# START OF Selection

And the 6th title, the one I did find in the library?
- Batman: The Dark Knight Strikes Again, Frank Miller
So, all’s well that ends well. I got 5 out of 6 of my books, so I’m happy (or at least 5/6ths happy). Ok, so 3 of these are pleasure reading, not exactly high priority. But still. I’ll have the graphic novels read & returned to the library a heck of a lot sooner than I’ll be returning the stuff for my research. (Personally I’m bucking for my own call number, I have so many library books in my office.)
The point isn’t that half of the titles I wanted are frivolous reading. The point is that at the point of need (or more accurately, the point of want), the resources weren’t available. So all’s not well that ends well. As great as the service that Nathan provided to me is, it doesn’t fundamentally address the larger problem. I mean, look, I got major preferential treatment here. And why? Because: (1) I made a stink about it & the squeaky wheel gets the grease, & probably also (2) I’m a faculty member & the librarians don’t want the faculty running down the library. This is not the kind of service that a library could offer to every patron. (Maybe the Boston Athenaeum could, but even there, I’m betting no.)
Also, how many of these problems would not have happened with electronic resources? Let me count the ways:
- All copies checked out. No, that doesn’t happen. The server may be down, but usually there are mirror sites, & some institutions cache local copies.
- On a shelving cart. Also no.
- In the wrong library. Well, filenames change and links rot, which is roughly equivalent.
- In the wrong part of the library. Ditto.
- Pushed back between shelves. That’s a big no.
Sally commented on my last post with two sound criticisms:
- I’m in a field where a lot more material is online than in many other fields.
- I live a privileged life because I have access to all the resources of campus.
These are both true, and I do love living a life of information-access privilege. But I say:
- JSTOR is financially self-sustaining. I believe that in time there will be other projects like JSTOR, and they too will be self-sustaining. Eventually most (I won’t say all) scientific literature will be online, in their full runs.
- All citizens of NC have access to a very wide range of subscription databases via NC LIVE, as long as you have a library card. True, NC LIVE is less than I have access to on campus. But it’s still darn impressive and hugely useful as a public service. Other states have similar projects: the Florida Electronic Library. The Library of Texas. Librarians and citizens need to demand that more states provide services like this, and with access to more resources.
In a fairly amazing confluence, last night I re-read an article that I assigned for my DL course:
Montgomery, C. H. (2000). Measuring the Impact of an Electronic Journal Collection on Library Costs: A Framework and Preliminary Observations. D-Lib Magazine, 6(10).
In 1998 the W.W. Hagerty Library of Drexel University made migration to an electronic journal collection as quickly as possible a key component of its strategic plan. If a journal is available electronically, only the electronic version is purchased whenever possible. The sole exceptions are (1) when the electronic journal lacks an important feature of the print version (e.g., equivalent visuals) and (2) when the journal is part of the browsing collection (e.g., Scientific American and Newsweek).
The upshot of the article, as I read it (and as I plan to use it in class as a means of initiating a discussion on the economics of DLs), is this: electronic resources get used more than print resources, but moving to electronic resources is more expensive for a library, both in terms of money and labor, and the labor must be more technically skilled.
Well, expensive is a problem, heaven knows. But technically skilled, we got that covered. Librarians have technical skills coming out of their electronic assets these days.

# END OF Selection
# START OF Excerpted data

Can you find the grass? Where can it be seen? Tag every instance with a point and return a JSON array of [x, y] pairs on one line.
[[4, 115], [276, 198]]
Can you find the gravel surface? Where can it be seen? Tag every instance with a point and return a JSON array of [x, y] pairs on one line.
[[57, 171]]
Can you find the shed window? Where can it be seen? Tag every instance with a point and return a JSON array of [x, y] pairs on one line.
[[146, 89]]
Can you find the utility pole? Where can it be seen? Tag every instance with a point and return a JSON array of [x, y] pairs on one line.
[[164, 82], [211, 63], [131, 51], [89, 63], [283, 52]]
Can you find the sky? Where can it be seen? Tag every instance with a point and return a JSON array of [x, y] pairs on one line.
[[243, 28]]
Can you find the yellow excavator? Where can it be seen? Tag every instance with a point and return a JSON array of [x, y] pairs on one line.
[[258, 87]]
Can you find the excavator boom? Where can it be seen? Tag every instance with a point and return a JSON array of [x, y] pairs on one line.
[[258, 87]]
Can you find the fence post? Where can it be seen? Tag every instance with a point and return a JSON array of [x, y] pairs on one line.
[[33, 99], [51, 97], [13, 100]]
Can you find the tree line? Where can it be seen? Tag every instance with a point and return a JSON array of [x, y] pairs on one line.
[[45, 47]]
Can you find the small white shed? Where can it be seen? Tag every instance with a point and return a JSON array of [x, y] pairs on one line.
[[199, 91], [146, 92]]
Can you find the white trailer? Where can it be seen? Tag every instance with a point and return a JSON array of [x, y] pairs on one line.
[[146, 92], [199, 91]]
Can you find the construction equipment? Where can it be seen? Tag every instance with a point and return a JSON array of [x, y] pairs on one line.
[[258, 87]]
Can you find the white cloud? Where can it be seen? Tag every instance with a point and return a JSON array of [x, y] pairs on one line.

# END OF Excerpted data

**Exercise 1:** Retype the stretch of the library post from "Also, how many" through "is roughly equivalent.".
**Exercise 2:**
Answer these questions from the library post:
(a) Which title did the writer find in the library?
(b) What service gives citizens of NC access to subscription databases with a library card?
(c) In what year did the W.W. Hagerty Library of Drexel University make migration to an electronic journal collection a key part of its strategic plan?

**Task output 1:**
Also, how many of these problems would not have happened with electronic resources? Let me count the ways:
- All copies checked out. No, that doesn’t happen. The server may be down, but usually there are mirror sites, & some institutions cache local copies.
- On a shelving cart. Also no.
- In the wrong library. Well, filenames change and links rot, which is roughly equivalent.

**Task output 2:**
(a) Batman: The Dark Knight Strikes Again, by Frank Miller
(b) NC LIVE
(c) 1998